**Your goal:**
In the data below, take the lines from the one containing "Note: mark the red umbrella" through the end of the data, both ends included. Add 36 to every coordinate number in those lines and give all of them again, keeping the note lines unchanged.

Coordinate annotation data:
========================
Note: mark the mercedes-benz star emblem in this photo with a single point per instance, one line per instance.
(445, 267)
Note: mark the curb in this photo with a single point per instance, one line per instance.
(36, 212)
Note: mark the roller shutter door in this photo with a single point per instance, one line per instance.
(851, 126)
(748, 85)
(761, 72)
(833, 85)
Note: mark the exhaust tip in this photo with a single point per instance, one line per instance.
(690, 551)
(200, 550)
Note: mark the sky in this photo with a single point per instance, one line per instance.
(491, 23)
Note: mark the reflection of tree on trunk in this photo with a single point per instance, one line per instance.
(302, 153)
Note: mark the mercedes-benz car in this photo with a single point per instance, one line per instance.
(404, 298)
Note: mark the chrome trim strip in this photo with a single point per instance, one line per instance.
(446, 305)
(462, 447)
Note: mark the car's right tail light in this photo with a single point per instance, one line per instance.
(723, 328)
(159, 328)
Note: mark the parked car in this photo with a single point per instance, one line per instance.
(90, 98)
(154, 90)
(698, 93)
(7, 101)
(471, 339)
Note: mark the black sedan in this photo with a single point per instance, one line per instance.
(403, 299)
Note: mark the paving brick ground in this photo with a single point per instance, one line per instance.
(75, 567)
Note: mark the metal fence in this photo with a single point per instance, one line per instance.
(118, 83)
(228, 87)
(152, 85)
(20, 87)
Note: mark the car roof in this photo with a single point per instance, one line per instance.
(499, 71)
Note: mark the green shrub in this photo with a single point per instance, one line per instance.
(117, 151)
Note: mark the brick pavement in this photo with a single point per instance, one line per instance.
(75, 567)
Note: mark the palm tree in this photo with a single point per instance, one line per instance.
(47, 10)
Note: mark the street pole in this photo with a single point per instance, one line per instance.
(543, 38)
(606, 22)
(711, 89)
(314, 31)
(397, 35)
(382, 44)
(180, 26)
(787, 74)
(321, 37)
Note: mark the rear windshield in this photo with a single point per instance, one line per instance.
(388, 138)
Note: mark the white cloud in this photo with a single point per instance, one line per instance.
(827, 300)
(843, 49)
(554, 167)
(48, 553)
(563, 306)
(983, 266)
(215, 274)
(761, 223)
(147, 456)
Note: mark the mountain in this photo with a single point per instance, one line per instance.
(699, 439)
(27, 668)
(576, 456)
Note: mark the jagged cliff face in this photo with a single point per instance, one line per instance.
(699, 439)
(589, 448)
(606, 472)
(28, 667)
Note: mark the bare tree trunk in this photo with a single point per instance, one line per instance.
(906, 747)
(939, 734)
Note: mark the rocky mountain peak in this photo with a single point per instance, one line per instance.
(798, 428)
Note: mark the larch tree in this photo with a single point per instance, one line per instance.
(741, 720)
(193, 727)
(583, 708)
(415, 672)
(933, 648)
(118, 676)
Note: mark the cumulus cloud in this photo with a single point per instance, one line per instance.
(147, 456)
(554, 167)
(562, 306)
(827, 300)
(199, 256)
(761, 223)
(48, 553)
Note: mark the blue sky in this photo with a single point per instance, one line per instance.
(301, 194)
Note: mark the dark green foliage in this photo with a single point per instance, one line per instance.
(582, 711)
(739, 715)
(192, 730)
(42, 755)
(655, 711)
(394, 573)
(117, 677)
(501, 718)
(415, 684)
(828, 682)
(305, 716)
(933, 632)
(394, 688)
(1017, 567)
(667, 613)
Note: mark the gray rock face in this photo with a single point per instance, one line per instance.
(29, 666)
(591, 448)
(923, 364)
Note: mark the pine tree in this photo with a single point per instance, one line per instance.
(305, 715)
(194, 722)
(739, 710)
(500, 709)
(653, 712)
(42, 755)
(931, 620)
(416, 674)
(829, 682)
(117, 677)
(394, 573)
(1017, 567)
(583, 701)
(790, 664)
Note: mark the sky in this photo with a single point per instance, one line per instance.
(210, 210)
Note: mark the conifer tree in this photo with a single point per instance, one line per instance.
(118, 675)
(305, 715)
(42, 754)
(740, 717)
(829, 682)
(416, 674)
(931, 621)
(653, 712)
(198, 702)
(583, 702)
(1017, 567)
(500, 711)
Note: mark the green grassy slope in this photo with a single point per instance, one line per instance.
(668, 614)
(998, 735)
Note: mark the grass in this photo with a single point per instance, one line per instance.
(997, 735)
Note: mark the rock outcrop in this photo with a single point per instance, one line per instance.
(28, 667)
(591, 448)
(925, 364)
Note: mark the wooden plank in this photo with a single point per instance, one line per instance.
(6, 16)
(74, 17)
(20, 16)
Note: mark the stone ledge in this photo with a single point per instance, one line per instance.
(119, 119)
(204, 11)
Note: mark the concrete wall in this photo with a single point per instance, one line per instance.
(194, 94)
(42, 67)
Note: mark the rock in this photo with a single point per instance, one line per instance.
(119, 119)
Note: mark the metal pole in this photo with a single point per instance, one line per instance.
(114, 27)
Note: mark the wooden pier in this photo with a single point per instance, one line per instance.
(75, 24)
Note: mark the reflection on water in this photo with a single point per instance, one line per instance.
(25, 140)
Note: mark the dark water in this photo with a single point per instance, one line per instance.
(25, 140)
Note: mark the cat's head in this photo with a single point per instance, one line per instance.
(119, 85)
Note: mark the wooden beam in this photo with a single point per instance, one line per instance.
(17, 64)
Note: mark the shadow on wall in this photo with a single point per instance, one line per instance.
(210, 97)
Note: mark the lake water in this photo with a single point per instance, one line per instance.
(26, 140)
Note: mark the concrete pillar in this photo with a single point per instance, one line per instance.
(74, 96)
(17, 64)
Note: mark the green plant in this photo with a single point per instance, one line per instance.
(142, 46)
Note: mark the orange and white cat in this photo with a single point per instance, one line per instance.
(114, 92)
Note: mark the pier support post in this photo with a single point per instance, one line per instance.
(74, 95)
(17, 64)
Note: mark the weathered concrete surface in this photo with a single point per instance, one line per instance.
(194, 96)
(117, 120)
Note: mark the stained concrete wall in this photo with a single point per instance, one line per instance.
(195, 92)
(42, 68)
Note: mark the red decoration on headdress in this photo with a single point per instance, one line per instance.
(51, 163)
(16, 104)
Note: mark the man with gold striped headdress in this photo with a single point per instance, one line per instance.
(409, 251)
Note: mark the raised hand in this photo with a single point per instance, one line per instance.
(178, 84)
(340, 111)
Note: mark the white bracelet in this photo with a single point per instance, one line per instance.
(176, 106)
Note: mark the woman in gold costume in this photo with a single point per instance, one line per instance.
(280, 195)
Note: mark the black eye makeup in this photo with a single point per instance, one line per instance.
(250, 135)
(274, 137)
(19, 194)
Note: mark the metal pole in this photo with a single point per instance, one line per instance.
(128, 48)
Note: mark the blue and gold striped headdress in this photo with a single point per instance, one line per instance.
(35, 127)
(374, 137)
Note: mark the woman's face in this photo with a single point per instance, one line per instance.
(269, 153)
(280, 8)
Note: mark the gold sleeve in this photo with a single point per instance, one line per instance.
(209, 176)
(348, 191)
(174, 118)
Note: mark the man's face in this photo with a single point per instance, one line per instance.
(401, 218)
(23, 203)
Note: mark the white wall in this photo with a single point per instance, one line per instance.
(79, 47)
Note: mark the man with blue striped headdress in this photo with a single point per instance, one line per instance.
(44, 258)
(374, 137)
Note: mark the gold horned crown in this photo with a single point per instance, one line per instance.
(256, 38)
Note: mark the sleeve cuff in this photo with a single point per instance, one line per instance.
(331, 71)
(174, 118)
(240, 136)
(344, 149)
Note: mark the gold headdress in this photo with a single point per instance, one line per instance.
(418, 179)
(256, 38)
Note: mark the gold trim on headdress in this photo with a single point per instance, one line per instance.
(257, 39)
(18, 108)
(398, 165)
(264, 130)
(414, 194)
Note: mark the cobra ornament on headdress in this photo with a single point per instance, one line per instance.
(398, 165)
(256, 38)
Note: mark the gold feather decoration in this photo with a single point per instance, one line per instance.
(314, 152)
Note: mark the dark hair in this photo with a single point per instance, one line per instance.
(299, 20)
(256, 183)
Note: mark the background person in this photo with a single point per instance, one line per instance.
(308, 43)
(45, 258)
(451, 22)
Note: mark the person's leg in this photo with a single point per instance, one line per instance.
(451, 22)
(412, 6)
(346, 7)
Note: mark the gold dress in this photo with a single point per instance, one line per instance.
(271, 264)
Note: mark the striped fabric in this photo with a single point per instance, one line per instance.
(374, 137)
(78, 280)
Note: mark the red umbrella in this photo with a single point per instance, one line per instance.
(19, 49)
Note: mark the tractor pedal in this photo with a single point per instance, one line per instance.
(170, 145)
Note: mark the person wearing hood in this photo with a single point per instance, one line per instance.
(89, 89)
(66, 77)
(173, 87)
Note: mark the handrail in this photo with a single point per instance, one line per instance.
========================
**Solution to this exercise:**
Note: mark the red umbrella in this photo with a single point per instance, one line per instance.
(55, 85)
Note: mark the tractor pedal in this photo with a single point per instance, one line per instance.
(206, 181)
Note: mark the person wearing hood in this photo with a single point per instance, one line per instance.
(125, 125)
(102, 113)
(209, 123)
Note: mark the handrail in this photo with a single point per instance, one line per instance.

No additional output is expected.